— Requirement 1 —
Recast the part of the listing that opens with its first line and closes with the line containing "[490,115,545,163]" as a Markdown table with the columns Row and Line. Leave out blank lines.

— Extracted text —
_ _ _
Obviously, a film and a book are always going to be different animals — make different noises and eat different things — but you really radically changed this book. There are whole plot development and feeling differences in the movie. How did you come to these things?
When I read the book, they came to me. Barry said, “I don’t care what you do with this — there will be Barry Gifford’s Wild at Heart and David Lynch’s Wild at Heart. Go with it. Go for it.” So it became a point of departure for a lot of things. But Sailor and Lula, what I really loved about the book, stayed always through it.
Did you know at the beginning that the Wizard of Oz thing was going to be so blatant?
No, that kind of crept in at different times. The last piece that came in was the character Jack Nance plays, talking about, “My dog barks some. You may even picture Toto from The Wizard of Oz.”
You make an interesting aesthetic choice to make it so front and center, as opposed to subtle or subliminal. Was that a difficult, decision?
No. Sailor and Lula just have this fascination with The Wizard of Oz. It’s just part of them, like it’s part of so many people.
Do you share this fascination?
Oh yeah. Yeah.
Is that where Dorothy in Blue Velvet got her name?
I think so.
Also in Blue Velvet: Frank Booth and the Lincoln Apartments — Booth and Lincoln — I thought was not coincidental.
No, there are all sorts of things like that.
Another of the changes involves Lula. In the book, she’s raped, but in the movie it’s much more violent, more traumatic. Why did you change this?
_ _ _
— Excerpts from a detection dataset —

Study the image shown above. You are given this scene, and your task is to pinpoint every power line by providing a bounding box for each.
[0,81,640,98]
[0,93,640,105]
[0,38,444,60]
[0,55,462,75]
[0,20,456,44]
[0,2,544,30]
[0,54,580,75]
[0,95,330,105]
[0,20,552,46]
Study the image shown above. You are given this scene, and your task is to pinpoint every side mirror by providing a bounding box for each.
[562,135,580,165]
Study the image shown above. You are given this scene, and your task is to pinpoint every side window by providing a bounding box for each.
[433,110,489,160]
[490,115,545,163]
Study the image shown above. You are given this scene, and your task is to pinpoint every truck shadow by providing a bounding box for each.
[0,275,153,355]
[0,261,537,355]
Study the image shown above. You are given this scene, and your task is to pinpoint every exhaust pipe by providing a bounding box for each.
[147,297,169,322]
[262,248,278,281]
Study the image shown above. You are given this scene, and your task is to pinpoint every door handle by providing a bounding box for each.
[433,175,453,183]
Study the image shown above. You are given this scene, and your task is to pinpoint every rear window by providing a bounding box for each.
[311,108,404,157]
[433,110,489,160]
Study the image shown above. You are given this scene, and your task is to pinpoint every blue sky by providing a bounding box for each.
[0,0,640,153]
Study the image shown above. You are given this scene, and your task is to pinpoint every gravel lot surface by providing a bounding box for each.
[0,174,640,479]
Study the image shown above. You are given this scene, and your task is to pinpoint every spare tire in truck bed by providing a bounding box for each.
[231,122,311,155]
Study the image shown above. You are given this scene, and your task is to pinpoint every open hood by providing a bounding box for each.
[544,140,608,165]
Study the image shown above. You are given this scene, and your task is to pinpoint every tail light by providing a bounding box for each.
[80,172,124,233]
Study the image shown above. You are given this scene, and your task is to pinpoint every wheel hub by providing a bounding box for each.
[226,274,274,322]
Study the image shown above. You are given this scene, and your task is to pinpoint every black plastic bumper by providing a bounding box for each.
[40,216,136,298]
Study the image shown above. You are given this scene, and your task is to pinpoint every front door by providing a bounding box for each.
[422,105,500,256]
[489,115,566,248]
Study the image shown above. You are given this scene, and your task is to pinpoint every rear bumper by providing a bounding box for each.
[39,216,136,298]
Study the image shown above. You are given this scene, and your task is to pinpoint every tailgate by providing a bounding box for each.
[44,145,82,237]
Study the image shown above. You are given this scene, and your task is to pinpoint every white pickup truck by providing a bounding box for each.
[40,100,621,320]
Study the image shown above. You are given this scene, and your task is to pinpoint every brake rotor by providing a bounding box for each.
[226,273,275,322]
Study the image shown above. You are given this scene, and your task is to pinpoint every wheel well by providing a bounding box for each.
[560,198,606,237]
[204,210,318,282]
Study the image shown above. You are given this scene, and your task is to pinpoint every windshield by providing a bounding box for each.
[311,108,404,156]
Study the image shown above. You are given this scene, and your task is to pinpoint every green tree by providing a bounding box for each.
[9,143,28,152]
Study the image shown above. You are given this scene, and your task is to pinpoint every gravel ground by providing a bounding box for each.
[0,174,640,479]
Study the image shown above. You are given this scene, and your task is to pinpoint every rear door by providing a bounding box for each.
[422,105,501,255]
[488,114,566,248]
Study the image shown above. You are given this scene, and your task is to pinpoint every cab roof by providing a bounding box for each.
_ _ _
— Requirement 2 —
In the interview, what did Barry say there would be?

— Finished answer 1 —
| Row | Line |
|---|---|
| 1 | Study the image shown above. You are given this scene, and your task is to pinpoint every power line by providing a bounding box for each. |
| 2 | [0,81,640,98] |
| 3 | [0,93,640,105] |
| 4 | [0,38,444,60] |
| 5 | [0,55,462,75] |
| 6 | [0,20,456,44] |
| 7 | [0,2,544,30] |
| 8 | [0,54,580,75] |
| 9 | [0,95,330,105] |
| 10 | [0,20,552,46] |
| 11 | Study the image shown above. You are given this scene, and your task is to pinpoint every side mirror by providing a bounding box for each. |
| 12 | [562,135,580,165] |
| 13 | Study the image shown above. You are given this scene, and your task is to pinpoint every side window by providing a bounding box for each. |
| 14 | [433,110,489,160] |
| 15 | [490,115,545,163] |

— Finished answer 2 —
There would be Barry Gifford's Wild at Heart and David Lynch's Wild at Heart.